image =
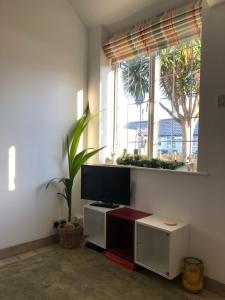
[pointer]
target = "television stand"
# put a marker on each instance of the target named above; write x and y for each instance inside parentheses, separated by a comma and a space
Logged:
(105, 204)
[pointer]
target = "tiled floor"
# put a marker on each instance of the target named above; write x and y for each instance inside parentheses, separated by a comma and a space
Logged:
(53, 273)
(25, 255)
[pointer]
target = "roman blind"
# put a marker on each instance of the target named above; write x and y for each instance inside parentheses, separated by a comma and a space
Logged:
(165, 30)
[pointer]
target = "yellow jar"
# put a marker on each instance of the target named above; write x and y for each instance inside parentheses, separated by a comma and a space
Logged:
(193, 274)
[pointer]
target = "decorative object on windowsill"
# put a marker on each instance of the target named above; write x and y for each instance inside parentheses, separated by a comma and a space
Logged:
(141, 161)
(69, 233)
(170, 223)
(193, 274)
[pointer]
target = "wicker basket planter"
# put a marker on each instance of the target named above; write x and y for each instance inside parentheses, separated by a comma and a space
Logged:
(70, 235)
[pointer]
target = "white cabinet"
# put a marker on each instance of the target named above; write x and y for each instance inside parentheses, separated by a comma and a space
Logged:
(160, 247)
(95, 225)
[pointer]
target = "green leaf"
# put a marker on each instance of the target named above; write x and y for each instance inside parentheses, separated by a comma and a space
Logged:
(79, 128)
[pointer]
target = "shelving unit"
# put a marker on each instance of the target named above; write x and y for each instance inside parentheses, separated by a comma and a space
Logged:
(95, 224)
(120, 232)
(160, 247)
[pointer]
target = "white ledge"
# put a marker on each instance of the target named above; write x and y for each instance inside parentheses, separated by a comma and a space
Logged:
(177, 171)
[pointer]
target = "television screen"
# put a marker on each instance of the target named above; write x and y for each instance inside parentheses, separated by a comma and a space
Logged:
(105, 184)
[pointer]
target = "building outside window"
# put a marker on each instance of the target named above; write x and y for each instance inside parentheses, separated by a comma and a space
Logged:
(156, 104)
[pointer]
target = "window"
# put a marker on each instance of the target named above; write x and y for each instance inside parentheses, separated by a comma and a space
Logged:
(156, 104)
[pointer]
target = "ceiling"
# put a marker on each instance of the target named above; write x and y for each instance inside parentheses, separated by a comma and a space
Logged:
(107, 12)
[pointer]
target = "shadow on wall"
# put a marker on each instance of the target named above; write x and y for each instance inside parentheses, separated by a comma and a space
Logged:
(11, 168)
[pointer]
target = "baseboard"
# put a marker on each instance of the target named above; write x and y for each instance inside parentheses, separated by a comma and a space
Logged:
(215, 286)
(29, 246)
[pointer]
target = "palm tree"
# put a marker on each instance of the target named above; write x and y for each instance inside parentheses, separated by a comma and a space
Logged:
(179, 81)
(135, 78)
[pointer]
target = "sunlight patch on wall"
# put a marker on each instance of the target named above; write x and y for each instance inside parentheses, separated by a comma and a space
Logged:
(12, 168)
(80, 109)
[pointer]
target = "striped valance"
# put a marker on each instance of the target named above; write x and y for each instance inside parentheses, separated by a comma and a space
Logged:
(163, 31)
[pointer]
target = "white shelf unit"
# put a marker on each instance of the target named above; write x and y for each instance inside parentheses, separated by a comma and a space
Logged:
(160, 247)
(95, 225)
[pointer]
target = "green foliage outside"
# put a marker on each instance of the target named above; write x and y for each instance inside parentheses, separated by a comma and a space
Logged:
(179, 81)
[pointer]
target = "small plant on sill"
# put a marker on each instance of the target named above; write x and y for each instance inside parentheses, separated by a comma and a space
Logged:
(142, 161)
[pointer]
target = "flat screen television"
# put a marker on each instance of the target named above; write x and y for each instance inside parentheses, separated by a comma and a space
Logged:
(109, 186)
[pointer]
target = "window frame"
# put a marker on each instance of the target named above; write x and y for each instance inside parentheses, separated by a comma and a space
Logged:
(151, 107)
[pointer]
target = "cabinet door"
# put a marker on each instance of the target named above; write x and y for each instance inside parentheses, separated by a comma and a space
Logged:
(94, 227)
(152, 249)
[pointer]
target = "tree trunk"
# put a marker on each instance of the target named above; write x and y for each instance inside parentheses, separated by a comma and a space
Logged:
(188, 128)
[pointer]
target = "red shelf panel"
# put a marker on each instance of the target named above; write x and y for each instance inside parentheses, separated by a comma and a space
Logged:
(128, 214)
(120, 232)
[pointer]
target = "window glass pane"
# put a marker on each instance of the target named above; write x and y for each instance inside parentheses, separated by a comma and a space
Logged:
(132, 106)
(176, 109)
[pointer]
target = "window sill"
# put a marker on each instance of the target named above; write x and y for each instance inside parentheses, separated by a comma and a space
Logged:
(177, 171)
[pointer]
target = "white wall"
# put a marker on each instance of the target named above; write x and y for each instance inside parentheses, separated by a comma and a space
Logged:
(198, 200)
(42, 67)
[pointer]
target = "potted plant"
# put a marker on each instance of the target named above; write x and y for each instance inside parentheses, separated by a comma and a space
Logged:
(70, 233)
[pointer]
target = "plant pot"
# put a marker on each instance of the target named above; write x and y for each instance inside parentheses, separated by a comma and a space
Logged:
(70, 235)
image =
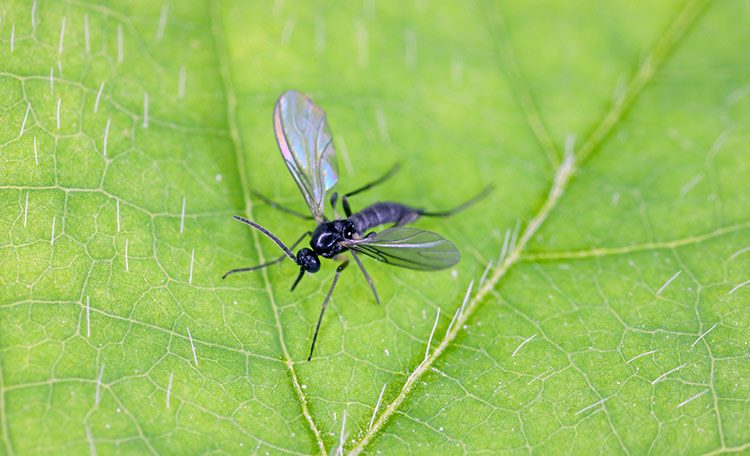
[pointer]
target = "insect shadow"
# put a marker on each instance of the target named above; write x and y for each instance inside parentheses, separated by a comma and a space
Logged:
(306, 144)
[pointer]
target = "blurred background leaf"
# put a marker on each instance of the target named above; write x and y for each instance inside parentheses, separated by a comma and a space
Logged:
(612, 317)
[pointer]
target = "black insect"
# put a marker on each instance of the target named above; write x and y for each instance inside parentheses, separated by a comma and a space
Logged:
(306, 144)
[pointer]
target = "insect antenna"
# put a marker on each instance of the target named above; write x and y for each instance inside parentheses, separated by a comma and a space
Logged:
(367, 276)
(325, 304)
(465, 205)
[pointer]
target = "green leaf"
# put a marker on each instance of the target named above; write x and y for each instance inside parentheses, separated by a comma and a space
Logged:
(612, 318)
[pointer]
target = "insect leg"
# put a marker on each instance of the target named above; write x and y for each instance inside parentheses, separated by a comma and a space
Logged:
(377, 181)
(465, 205)
(282, 208)
(270, 263)
(367, 276)
(341, 267)
(347, 208)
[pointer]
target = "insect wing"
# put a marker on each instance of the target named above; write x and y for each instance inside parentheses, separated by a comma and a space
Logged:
(408, 247)
(306, 143)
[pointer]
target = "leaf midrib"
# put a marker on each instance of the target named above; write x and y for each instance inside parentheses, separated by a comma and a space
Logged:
(662, 48)
(227, 86)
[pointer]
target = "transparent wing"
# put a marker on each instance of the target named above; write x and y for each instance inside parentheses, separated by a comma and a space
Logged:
(408, 247)
(306, 143)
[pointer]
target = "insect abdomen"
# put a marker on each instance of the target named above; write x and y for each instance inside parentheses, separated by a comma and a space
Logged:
(381, 214)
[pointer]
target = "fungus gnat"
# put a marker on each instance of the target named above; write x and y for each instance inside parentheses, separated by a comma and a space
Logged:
(306, 144)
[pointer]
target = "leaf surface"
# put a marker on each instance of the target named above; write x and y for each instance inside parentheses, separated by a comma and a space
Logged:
(611, 319)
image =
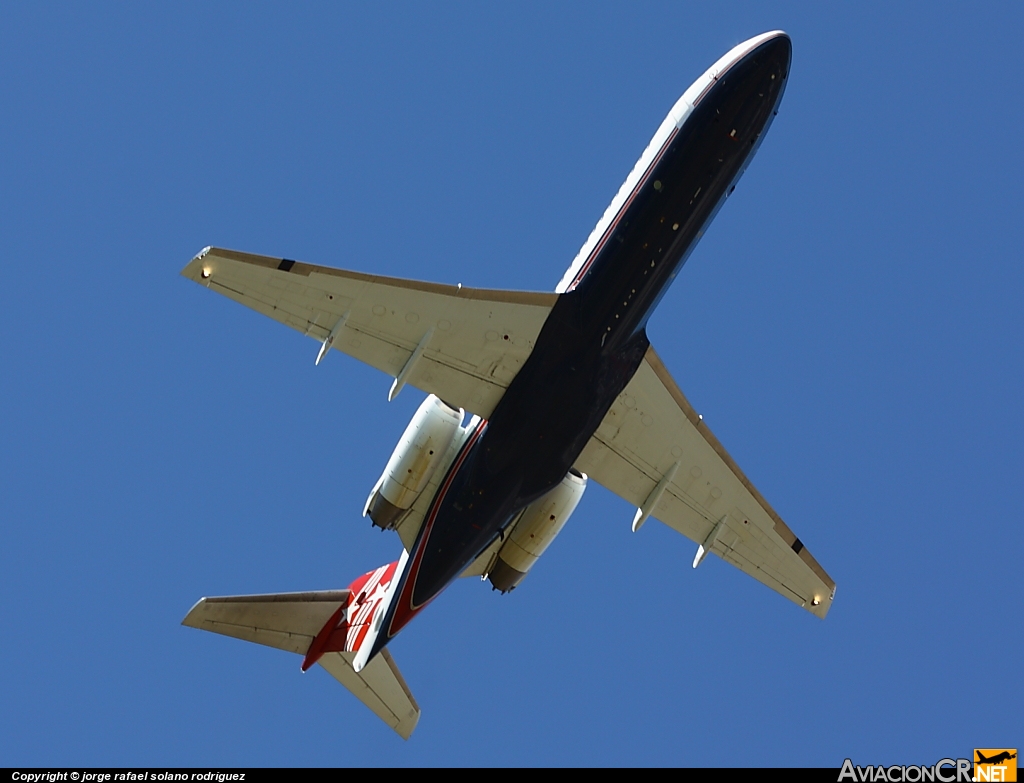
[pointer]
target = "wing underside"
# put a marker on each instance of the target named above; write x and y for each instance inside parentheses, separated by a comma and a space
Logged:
::::::::
▶ _Aim of the task_
Output each record verbatim and leave out its pictures.

▶ _Written response_
image =
[pointer]
target = "television stand"
# put a marker on each instance of the target named above; write x and y for each instance inside parentheses, separated by a comma and a space
Logged:
(105, 204)
[pointer]
target = "tiled floor"
# put a marker on each instance of the target named above; write x and y for each instance inside parentheses, separated by a comma and a space
Logged:
(53, 273)
(25, 255)
[pointer]
target = "roman blind"
# put a marker on each instance of the target named above; write x and y for each instance inside parentheses, separated by a comma and a space
Logged:
(165, 30)
[pointer]
target = "yellow jar"
# put a marker on each instance of the target named above; write x and y for each instance inside parentheses, separated by a comma and a space
Logged:
(193, 274)
[pointer]
target = "decorative object on windowsill"
# put a marker on each instance of the target named above; write x and y for each instance inside parentheses, separated by a comma and a space
Logged:
(141, 161)
(69, 233)
(170, 223)
(193, 274)
[pointer]
target = "wicker basket planter"
# put a marker on each instance of the target named above; write x and y for each instance inside parentheses, separated by a comma and a space
Logged:
(70, 235)
[pointer]
target = "white cabinet"
# put a marker on each instance of the target named above; write x and y for each instance inside parentheses, separated by a comma and a space
Logged:
(160, 247)
(95, 225)
[pointer]
target = "green leaf"
# put a marker on each instance of the target named above; write x and y for each instance inside parentheses, separated by a comma and a space
Logged:
(79, 128)
[pointer]
target = "shelving unit"
# put a marker on each instance of the target named above; write x and y for each instance inside parentheses, separated by a comma and a space
Logged:
(95, 224)
(120, 232)
(160, 247)
[pointer]
target = "white ledge"
# put a marker on each instance of the target named above; write x and y for each instance inside parentheses, separated by a comma and a space
Logged:
(177, 171)
[pointer]
target = "television screen"
# put a marker on each instance of the target named above; write x and y for each instance inside parentheses, separated by a comma and a space
Logged:
(105, 184)
[pointer]
target = "building outside window"
# put a marker on each instance of the target named above; write x and y for each instance inside parentheses, separated by a comma and a space
Logged:
(156, 104)
[pointer]
target = "window"
# put a marker on each instance of the target named above; write x and y for each instance inside parentheses, separated by a comma and a space
Logged:
(156, 104)
[pointer]
target = "ceiling"
# put a marker on each instance of the target named above; write x and y for each instance inside parentheses, separated by a comma and a space
Logged:
(107, 12)
[pointer]
target = "shadow on wall"
# put a marker on each instance of the target named above; write x and y for each instance inside parentheses, separated by a comma and a space
Logged:
(11, 168)
[pointer]
target = "baseboard"
# put a marker on each instance of the target named above; write x and y for each instance inside parentheses, separated by a comma and a space
Logged:
(215, 286)
(29, 246)
[pointer]
target = "palm tree"
# put a marker on each instance of the target named above; write x and y for each instance inside parentheses, separated by a comma and a space
Logged:
(179, 81)
(135, 78)
[pointer]
target = "sunlight patch on wall"
# put a marker on each instance of the target named above; write x and y for each instance inside parentheses, separated by a comma and a space
Logged:
(12, 168)
(80, 109)
[pointer]
target = "striped valance"
# put a marker on each instance of the target named above; write x and y for each instance inside parentheses, separated by a comma and a space
Logged:
(163, 31)
[pointer]
target = "white shelf unit"
# put a marker on each instance of the target named above; write x and y for each instance inside parentheses, separated by a comma and a space
Logged:
(160, 247)
(95, 225)
[pointer]
target = "green foliage outside"
# put a marker on each instance of the target named above; write x and y for each instance inside parentheses, separated by a comma and a space
Logged:
(179, 81)
[pointer]
target = "small plant on sill"
# put a marker on each instance of the target named above; write x and y for each instance inside parentheses, separated by a comma and a space
Logged:
(142, 161)
[pointer]
target = "flat screen television"
# put a marker on each instance of the target named above; write x and y for each instance inside parentheses, separated by a comma and a space
Logged:
(109, 186)
[pointer]
target = "window frame"
# put a marker on each instance of the target named above; write x and y for each instance inside parentheses, separated by a comma and a space
Logged:
(151, 107)
[pointer]
target = "cabinet door"
# put a marker on each instance of the target named above; write x and y for each instance inside parentheses, separated by a comma and a space
Logged:
(94, 227)
(152, 249)
[pointer]
target = "tree trunk"
# put a marker on each instance of the target named above; write x and y for each instance inside parentheses, separated by a comma and a space
Logged:
(188, 128)
[pointer]
target = "red shelf panel"
# put a marker on each instance of the target named above; write x and y for each instance inside parentheses, separated by a comma and a space
Logged:
(128, 214)
(120, 232)
[pointer]
target = "window glass pane"
# put a marker on each instance of the target named above; write x and y for each instance inside parentheses, separated by a comma and a space
Logged:
(132, 106)
(176, 109)
[pointer]
target = "window sill"
# put a marker on each instance of the target named above; write x and y for each instance inside parentheses, separated by a comma and a space
Logged:
(177, 171)
[pointer]
target = "white wall"
# put a marker on each instance of the target named above; write x and y for each instance inside parentheses, separated by a comma and a space
Logged:
(198, 200)
(42, 67)
[pointer]
target = "potted plant"
# put a marker on each instance of the target named above; write x and y for each instance inside parentheses, separated by a comma and a space
Logged:
(70, 233)
[pointer]
target = "plant pot"
# put a marker on each instance of the target named above; write x and y for each instance inside parentheses, separated by a comma and a space
Logged:
(70, 235)
image =
[pointer]
target = "insect shadow"
# put a marker on each instance of the target named above; write x and y for each instance inside parentheses, separated by a comma and a space
Logged:
(306, 144)
[pointer]
target = "blurred background leaf"
# put a marker on each instance of the target named above; write x and y for each instance inside parentheses, separated by a comma and a space
Logged:
(612, 317)
[pointer]
target = "black insect"
# put a marker on each instance of the target named above; write x and y for each instance inside parentheses, separated by a comma and a space
Logged:
(306, 144)
[pointer]
target = "insect antenna"
# put a marker on each instance of the target named above; write x and y for each instance inside parentheses, separated by a comma and a space
Logged:
(367, 276)
(325, 304)
(465, 205)
[pointer]
target = "green leaf"
# put a marker on each instance of the target named above; write x and y for each instance inside parentheses, separated by a comma and a space
Logged:
(612, 318)
[pointer]
target = "insect leg"
# put a marker on each instance of the target named above; write x and y for each instance inside parentheses, separated by a comma and a space
Logged:
(377, 181)
(465, 205)
(282, 208)
(270, 263)
(367, 276)
(341, 267)
(347, 208)
[pointer]
target = "insect wing"
# put a marker on each instance of the target named above; write x and y for each instance inside parentheses, separated by a comma and a space
Logged:
(408, 247)
(306, 143)
[pointer]
target = "leaf midrib"
# put a marker on each instance of the target named above; write x and y for each instance inside parentheses, separated by a comma and a space
Logged:
(662, 48)
(227, 86)
[pointer]
target = "transparent wing"
# put a marker on each instance of the target named above; write x and y for each instance inside parentheses, separated by a comma and a space
Logged:
(408, 247)
(306, 143)
[pointer]
target = "insect abdomen"
# put a marker on each instance of the target named above; write x and y for each instance inside parentheses, separated by a comma and a space
Logged:
(381, 214)
[pointer]
target = "fungus gnat"
# put a marker on each instance of the target named above; write x and y for each instance inside parentheses, separated by a comma and a space
Logged:
(306, 144)
[pointer]
target = "leaf surface"
# put a marker on each instance of the target named above; write x and y for each instance inside parentheses, separated by a comma and a space
Logged:
(611, 319)
image =
[pointer]
target = "wing underside"
# put a marker on each instance of the target named above; write x and y for each instance inside parentheses, separated by a comma and a space
Logged:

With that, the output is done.